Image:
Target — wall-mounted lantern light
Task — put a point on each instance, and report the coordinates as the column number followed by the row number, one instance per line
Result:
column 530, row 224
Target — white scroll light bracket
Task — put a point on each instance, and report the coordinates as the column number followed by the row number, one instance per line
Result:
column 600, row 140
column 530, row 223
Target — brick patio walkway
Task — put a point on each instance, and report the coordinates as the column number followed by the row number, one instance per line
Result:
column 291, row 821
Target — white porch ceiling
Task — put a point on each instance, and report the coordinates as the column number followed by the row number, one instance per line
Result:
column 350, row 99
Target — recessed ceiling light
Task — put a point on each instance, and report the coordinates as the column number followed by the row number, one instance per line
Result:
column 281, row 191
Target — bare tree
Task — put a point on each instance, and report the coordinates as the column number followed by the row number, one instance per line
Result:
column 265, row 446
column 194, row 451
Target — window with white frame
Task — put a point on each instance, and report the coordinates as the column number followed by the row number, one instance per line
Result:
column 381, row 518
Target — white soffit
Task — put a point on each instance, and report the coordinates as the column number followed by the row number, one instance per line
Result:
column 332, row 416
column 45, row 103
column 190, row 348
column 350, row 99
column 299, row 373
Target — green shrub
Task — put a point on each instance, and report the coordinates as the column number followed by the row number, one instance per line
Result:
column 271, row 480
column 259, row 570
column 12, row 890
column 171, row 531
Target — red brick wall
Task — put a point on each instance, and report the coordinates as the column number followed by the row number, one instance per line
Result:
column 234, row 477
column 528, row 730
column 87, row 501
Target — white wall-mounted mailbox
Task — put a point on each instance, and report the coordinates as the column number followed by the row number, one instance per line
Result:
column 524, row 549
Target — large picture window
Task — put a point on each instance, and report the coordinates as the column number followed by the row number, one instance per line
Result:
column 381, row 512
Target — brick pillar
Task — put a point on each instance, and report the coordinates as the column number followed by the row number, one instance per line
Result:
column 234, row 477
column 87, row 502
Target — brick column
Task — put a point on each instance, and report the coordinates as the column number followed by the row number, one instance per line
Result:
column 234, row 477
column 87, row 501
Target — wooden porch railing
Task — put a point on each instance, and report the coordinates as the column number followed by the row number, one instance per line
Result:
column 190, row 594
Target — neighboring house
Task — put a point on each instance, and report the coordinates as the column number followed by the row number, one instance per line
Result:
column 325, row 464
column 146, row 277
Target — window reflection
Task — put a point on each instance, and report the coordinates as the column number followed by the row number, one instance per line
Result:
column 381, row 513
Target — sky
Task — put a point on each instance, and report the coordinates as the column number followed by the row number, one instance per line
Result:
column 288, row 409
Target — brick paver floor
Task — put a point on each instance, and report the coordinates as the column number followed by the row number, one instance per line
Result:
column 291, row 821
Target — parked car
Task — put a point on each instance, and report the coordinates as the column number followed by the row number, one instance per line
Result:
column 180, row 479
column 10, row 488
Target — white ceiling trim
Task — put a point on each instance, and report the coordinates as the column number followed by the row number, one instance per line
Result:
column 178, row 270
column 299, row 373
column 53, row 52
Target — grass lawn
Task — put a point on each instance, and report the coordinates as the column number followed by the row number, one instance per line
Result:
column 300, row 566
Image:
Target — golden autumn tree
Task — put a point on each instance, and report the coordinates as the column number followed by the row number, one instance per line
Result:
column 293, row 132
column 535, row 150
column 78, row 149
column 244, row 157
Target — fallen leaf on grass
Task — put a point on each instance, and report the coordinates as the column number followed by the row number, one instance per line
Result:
==============================
# [Exercise]
Turn the material above into a numbered list with one line per item, skipping any blank lines.

# [Response below]
1. Image:
2. Target — wall-mounted lantern light
3. Task — put a point on each instance, and report the coordinates as the column number followed by the row number, one instance per line
4. Result:
5. column 530, row 224
6. Target — white scroll light bracket
7. Task — put a point on each instance, and report the coordinates as the column number followed by the row number, one instance per line
8. Result:
9. column 600, row 140
10. column 530, row 223
11. Target — brick patio walkway
12. Task — put a point on each instance, and report the coordinates as the column number followed by the row number, one instance per line
13. Result:
14. column 291, row 821
15. Target — white porch ceiling
16. Task — put a point on each instance, and report the coordinates as the column number followed by the row number, one instance per line
17. Result:
18. column 350, row 99
19. Target — recessed ceiling light
20. Task — put a point on each instance, and report the coordinates as the column number followed by the row number, one instance per line
21. Result:
22. column 281, row 191
23. Target — bare tree
24. Task — put a point on each instance, and report the coordinates as the column number followed by the row number, one instance per line
25. Result:
26. column 265, row 446
27. column 194, row 451
28. Target — window with white frame
29. Task — put a point on each instance, and report the coordinates as the column number followed by the row number, one instance per line
30. Result:
31. column 381, row 518
32. Target — white soffit
33. Task — put a point on each instance, and report the coordinates as the column number followed by the row number, one instance per line
34. Result:
35. column 332, row 416
36. column 45, row 103
37. column 190, row 348
38. column 350, row 99
39. column 299, row 373
40. Target — green shrub
41. Task — put a point on each instance, and report the coordinates as the column number followed by the row number, one instance per line
42. Result:
43. column 271, row 480
44. column 259, row 570
45. column 12, row 890
46. column 171, row 531
47. Target — red brick wall
48. Task — put a point on each instance, and report the coordinates as the column number followed by the row number, one instance per line
49. Result:
50. column 234, row 477
51. column 528, row 730
52. column 87, row 501
53. Target — white wall-mounted mailbox
54. Task — put a point on each instance, and report the coordinates as the column number followed by the row number, one instance per line
55. Result:
56. column 524, row 549
57. Target — large picture window
58. Task — put a point on each instance, and report the coordinates as the column number followed by the row number, one instance per line
59. Result:
60. column 381, row 512
61. Target — brick pillar
62. Task — put a point on each instance, and report the coordinates as the column number followed by the row number, one instance per line
63. Result:
64. column 234, row 477
65. column 87, row 502
66. Target — brick column
67. Task — put a point on each instance, and report the coordinates as the column number followed by the row number, one instance per line
68. Result:
69. column 234, row 477
70. column 87, row 501
71. Target — wooden porch railing
72. Task — put a point on each instance, and report the coordinates as the column number followed by the row number, one instance per line
73. Result:
74. column 190, row 594
75. Target — neighboring house
76. Task — put a point on each instance, and report the coordinates as the column number followed by the row number, one instance per line
77. Result:
78. column 325, row 464
79. column 146, row 277
80. Target — window reflection
81. Task — put a point on each instance, and report the coordinates as the column number followed by the row number, one instance per line
82. Result:
83. column 381, row 513
84. Target — sky
85. Task — put a point on each instance, and report the coordinates as the column number followed by the row number, one instance per line
86. Result:
87. column 288, row 409
88. Target — brick paver floor
89. Task — put a point on each instance, and report the coordinates as the column number followed by the row number, one instance per line
90. Result:
91. column 291, row 821
92. Target — parked car
93. Task — put a point on each instance, and report the coordinates as the column number followed by the row number, one instance per line
94. Result:
95. column 180, row 479
96. column 10, row 488
97. Target — white ceiling trim
98. Task — put a point on each instance, and report the coordinates as the column number followed by the row number, one instance per line
99. Result:
100. column 178, row 270
101. column 299, row 373
102. column 53, row 52
103. Target — grass lawn
104. Task — put a point on each instance, and report the coordinates as the column number followed by the row number, one instance per line
105. Result:
106. column 300, row 566
107. Image:
108. Target — golden autumn tree
109. Task — put a point on each instance, and report the coordinates as the column number followed by the row number, one instance per line
110. Result:
111. column 293, row 132
112. column 535, row 150
113. column 78, row 149
114. column 244, row 157
115. Target — fallen leaf on grass
116. Task — put a point on each instance, and report the coordinates as the column number followed by the row number, one instance per line
117. Result:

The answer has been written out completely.